Low performance of TiKV when scanning the latest inserted data

translator_bot · June 20, 2024, 6:17pm

Note:
This topic has been translated from a Chinese forum by GPT and might contain errors.

Original topic: tikv在scan最新插入的数据的时候性能低。

| username: TiDBer_5FXKXKYP

[TiDB Usage Environment] Production Environment
[TiDB Version]
Starting component cluster: /root/.tiup/components/cluster/v1.12.5/tiup-cluster display tidbCluster
Cluster type: tidb
Cluster name: tidbCluster
Cluster version: v7.1.1

[Reproduction Path] TiKV is used as the metadata database for JuiceFS. After integration and mounting, I created three folders: test20w, test20w2, and test20w3. Then, I created 200,000 files in each of the three folders and performed a txn scan operation on TiKV to scan the files in the three folders. I found that the folder where the last 200,000 files were created took the longest time. If another folder subsequently executes the command to create a large number of files, the scan command for the previous folder will run normally.
[Encountered Problem: Problem Phenomenon and Impact]
[Resource Configuration] Go to TiDB Dashboard - Cluster Info - Hosts and take a screenshot of this page
[Attachments: Screenshots/Logs/Monitoring]
Starting component cluster: /root/.tiup/components/cluster/v1.12.5/tiup-cluster display tidbCluster
Cluster type: tidb
Cluster name: tidbCluster
Cluster version: v7.1.1

translator_bot · June 20, 2024, 6:17pm

| username: 呢莫不爱吃鱼 | Original post link

It’s going to be a bit difficult with a mixed cluster of just three machines…

translator_bot · June 20, 2024, 6:17pm

| username: xfworld | Original post link

Are the configurations of the three physical machines high? Is the disk IO sufficient?

translator_bot · June 20, 2024, 6:17pm

| username: TiDBer_5FXKXKYP | Original post link

I estimate that it may not necessarily be related to mixed deployment. We are not familiar with the internal implementation of TiKV, we just use it and found this performance issue. It’s quite strange.

translator_bot · June 20, 2024, 6:17pm

| username: 有猫万事足 | Original post link

The information provided is still too little.
First, check in Grafana → fast tune to see if you can quickly find some valuable information.

This is the manual.

translator_bot · June 20, 2024, 6:17pm

| username: Jellybean | Original post link

Deploying so many nodes on three machines will almost inevitably lead to resource contention issues. Please check the resource usage of the machines when problems occur.

[Saved entries]
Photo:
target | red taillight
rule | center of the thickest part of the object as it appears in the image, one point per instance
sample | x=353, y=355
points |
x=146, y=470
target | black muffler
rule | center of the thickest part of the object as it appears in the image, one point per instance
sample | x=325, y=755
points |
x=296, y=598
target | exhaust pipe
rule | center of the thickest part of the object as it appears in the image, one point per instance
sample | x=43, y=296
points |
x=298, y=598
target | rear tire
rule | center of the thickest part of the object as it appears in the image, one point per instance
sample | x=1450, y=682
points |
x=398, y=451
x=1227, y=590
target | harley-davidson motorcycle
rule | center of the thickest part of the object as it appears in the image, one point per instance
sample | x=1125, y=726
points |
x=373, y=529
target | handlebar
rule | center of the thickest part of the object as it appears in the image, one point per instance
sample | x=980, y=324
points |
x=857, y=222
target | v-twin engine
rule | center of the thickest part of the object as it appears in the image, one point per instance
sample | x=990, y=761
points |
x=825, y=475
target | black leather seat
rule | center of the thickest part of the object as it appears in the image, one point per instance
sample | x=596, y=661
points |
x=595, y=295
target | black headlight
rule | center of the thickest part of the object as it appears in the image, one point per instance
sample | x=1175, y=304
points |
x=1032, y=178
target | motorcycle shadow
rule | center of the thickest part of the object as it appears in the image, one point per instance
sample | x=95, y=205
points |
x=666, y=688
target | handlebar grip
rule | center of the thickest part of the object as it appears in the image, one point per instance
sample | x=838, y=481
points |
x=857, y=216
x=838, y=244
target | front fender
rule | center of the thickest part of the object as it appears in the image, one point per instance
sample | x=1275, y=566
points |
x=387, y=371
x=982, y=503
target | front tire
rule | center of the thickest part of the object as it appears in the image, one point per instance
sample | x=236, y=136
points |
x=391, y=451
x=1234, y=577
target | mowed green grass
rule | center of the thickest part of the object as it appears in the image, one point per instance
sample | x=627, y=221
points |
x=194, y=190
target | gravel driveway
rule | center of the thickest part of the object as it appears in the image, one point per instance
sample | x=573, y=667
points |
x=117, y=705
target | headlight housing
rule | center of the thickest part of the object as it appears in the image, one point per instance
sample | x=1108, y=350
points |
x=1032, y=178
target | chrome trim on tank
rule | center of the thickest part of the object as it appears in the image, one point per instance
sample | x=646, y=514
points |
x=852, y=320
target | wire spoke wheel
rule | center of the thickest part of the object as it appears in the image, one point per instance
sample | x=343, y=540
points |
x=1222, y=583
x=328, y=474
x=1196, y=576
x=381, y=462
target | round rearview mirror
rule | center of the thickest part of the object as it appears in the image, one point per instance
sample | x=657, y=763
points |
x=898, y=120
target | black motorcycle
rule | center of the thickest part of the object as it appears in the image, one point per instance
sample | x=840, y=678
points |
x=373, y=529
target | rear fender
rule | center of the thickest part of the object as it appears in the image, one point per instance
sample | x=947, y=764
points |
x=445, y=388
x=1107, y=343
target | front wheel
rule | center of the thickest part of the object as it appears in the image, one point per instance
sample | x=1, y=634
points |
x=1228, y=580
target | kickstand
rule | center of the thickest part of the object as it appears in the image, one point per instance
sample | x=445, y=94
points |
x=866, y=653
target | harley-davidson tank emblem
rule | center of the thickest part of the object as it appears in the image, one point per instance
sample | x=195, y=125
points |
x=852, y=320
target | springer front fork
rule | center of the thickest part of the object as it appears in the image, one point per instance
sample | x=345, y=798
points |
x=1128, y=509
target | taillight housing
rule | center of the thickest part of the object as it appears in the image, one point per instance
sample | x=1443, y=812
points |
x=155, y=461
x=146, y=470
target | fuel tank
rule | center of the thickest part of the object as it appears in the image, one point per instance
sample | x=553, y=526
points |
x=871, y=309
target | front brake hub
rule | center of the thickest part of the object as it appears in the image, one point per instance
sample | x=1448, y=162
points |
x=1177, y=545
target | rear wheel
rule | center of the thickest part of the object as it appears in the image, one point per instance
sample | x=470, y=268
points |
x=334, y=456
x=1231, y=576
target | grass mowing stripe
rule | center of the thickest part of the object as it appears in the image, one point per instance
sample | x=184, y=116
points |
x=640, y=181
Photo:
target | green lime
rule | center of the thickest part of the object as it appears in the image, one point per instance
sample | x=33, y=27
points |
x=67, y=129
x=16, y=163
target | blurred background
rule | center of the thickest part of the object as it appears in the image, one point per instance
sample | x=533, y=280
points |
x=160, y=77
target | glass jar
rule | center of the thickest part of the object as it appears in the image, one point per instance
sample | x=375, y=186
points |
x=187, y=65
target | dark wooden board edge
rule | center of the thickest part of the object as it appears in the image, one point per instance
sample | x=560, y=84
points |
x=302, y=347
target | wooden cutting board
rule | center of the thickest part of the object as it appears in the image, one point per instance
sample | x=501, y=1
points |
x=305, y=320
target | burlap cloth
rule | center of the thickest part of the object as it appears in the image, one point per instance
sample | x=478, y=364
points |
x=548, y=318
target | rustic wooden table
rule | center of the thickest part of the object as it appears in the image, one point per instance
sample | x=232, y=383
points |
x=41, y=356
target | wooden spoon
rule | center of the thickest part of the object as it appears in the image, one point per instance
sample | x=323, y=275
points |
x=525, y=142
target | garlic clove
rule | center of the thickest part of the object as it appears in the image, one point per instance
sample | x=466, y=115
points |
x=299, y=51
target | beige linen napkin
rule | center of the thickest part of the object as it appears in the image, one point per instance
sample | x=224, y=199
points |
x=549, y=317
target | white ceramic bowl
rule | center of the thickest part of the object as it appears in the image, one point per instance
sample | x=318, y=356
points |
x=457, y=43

PROBLEM SET:
**1)** Decide whether each statement agrees with the forum thread on TiKV scan performance, answering yes or no and quoting the words from the thread that settle it. (a) The cluster runs version v7.1.1. (b) In the folder where the last files were created, the scan took the longest. (c) Jellybean expects resource contention from placing so many nodes on three machines.
**2)** According to the TiKV scan performance thread, why does Jellybean ask for a check of the machines' resource usage when problems occur?
**3)** Write the next reply in the TiKV scan performance thread, following on from Jellybean's post.
None of the items above are needed here.

ANSWERS BELOW:
**1)**
(a) Yes: "Cluster version: v7.1.1"
(b) Yes: "I found that the folder where the last 200,000 files were created took the longest time."
(c) Yes: "Deploying so many nodes on three machines will almost inevitably lead to resource contention issues."

**2)** Jellybean says that deploying so many nodes on only three machines will almost inevitably cause resource contention. Checking resource usage when the problem appears would show whether that contention is behind the slow scans.

**3)**
Confirm the cluster heatmap situation, which can be viewed on the Dashboard panel.
For slow access statements, focus on analyzing slow query situations.

Investigate the cluster access logs and monitoring charts, and confirm each of the above directions one by one.

translator_bot · June 20, 2024, 6:17pm

| username: TiDBer_5FXKXKYP | Original post link

It should not be a resource issue, as this cluster is not busy. Can you reproduce the issue on your end?

translator_bot · June 20, 2024, 6:17pm

| username: TiDBer_5FXKXKYP | Original post link

This is the reference for JuiceFS. After successfully mounting, create files in several directories of JuiceFS.

#! /bin/bash
for i in $(seq 0 200000)
do
touch test$i
done

Then perform a search operation on each directory:

time ls -l /mnt/unifs-h001/dros/test/ | grep test11111

It was found that the directory where the files were created last is the slowest.

translator_bot · June 20, 2024, 6:17pm

| username: TiDBer_5FXKXKYP | Original post link

I am not a storage R&D personnel, but an upper-level business personnel, and I just discovered this issue. The company also does not have proper storage R&D.

translator_bot · June 20, 2024, 6:17pm

| username: WalterWj | Original post link

I remember juicefs uses TiKV raw KV. Deploying a cluster like this may have issues.
There probably aren’t many people using juicefs in the TiDB community. Not many people might be able to help with your usage.

translator_bot · June 20, 2024, 6:17pm

| username: Jack-li | Original post link

Cluster resource consumption is not high.